_Wybrany fragment:_

##########

Dziecięca ufność!
Treść
Zdjęcie: niniwateam.pl/ -
Relacja s. Anny Bałchan z trzynastego dnia wyprawy NINIWA Team
W sobotni dzień rowerzyści pokonali 175 kilometrów. Odcinek nie należał do przyjemnej części trasy, a to za sprawą zimnego, rzęsistego deszczu, który dokucza rowerzystom za każdym razem, gdy wjeżdżają do Chorwacji. W głowie rowerzystów panuje walka, lecz każdy ma piękną intencję. To ona niczym wiatr w plecy pcha ich do przodu.
„Dopuście dzieci i nie przeszkadzajcie im przyjść do Mnie: do takich należy Królestwo Niebieskie”. Trzeba wiary dziecka, by przyjąć nowy kierunek drogi dla pokoju! Hardkołowcy dobrze to wiedzą! Zatraceni są ze świata codziennego, medialnego – jak dzieci. Nie wiedzą nawet, że Rosja atakuje Ukrainę na oczach całego świata. W niedzielę niestety nie mają najlepszych warunków. Spali w namiotach na parkingu blisko Adriatyku wiejącego zimnym wiatrem.

##########

_Zadania:_
1/ Skopiuj dokładnie fragment relacji z wyprawy NINIWA Team: zacznij od słów „Dziecięca ufność!”, a skończ po słowach „wiejącego zimnym wiatrem.”.
2/ Proszę kontynuować relację z wyprawy NINIWA Team, zaczynając zaraz po jej ostatnim zdaniu.

_Blok danych:_

##########

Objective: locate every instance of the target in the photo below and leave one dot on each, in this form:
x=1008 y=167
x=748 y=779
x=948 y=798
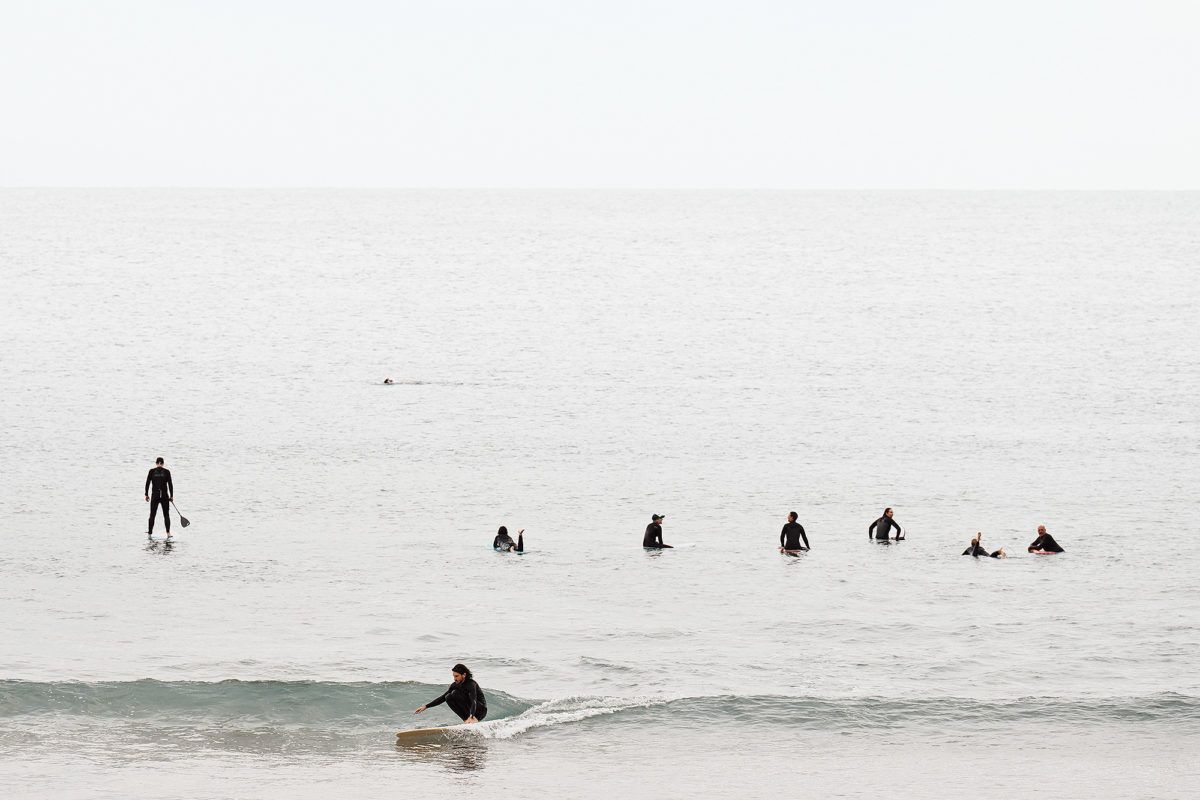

##########

_W odpowiedzi:_
1/
Dziecięca ufność!
Treść
Zdjęcie: niniwateam.pl/ -
Relacja s. Anny Bałchan z trzynastego dnia wyprawy NINIWA Team
W sobotni dzień rowerzyści pokonali 175 kilometrów. Odcinek nie należał do przyjemnej części trasy, a to za sprawą zimnego, rzęsistego deszczu, który dokucza rowerzystom za każdym razem, gdy wjeżdżają do Chorwacji. W głowie rowerzystów panuje walka, lecz każdy ma piękną intencję. To ona niczym wiatr w plecy pcha ich do przodu.
„Dopuście dzieci i nie przeszkadzajcie im przyjść do Mnie: do takich należy Królestwo Niebieskie”. Trzeba wiary dziecka, by przyjąć nowy kierunek drogi dla pokoju! Hardkołowcy dobrze to wiedzą! Zatraceni są ze świata codziennego, medialnego – jak dzieci. Nie wiedzą nawet, że Rosja atakuje Ukrainę na oczach całego świata. W niedzielę niestety nie mają najlepszych warunków. Spali w namiotach na parkingu blisko Adriatyku wiejącego zimnym wiatrem.

2/
Perspektywa zrobienia tygodniowego prania prawie nierealna. Może dlatego im tak trudno. Zmęczenie, chłód, walka ze swoimi słabościami. A na trasie spotykali wiele mogił z 1941 roku oraz z 1944 roku, które przypominają o śladach wojny. Wciąż wojny i cierpienie… Z dziecięcą wiarą przynoszą ofiarę codziennych zmagań w intencji pokoju, którego świat dać nie może! Są zwycięzcami, pełni radości w Duchu Świętym!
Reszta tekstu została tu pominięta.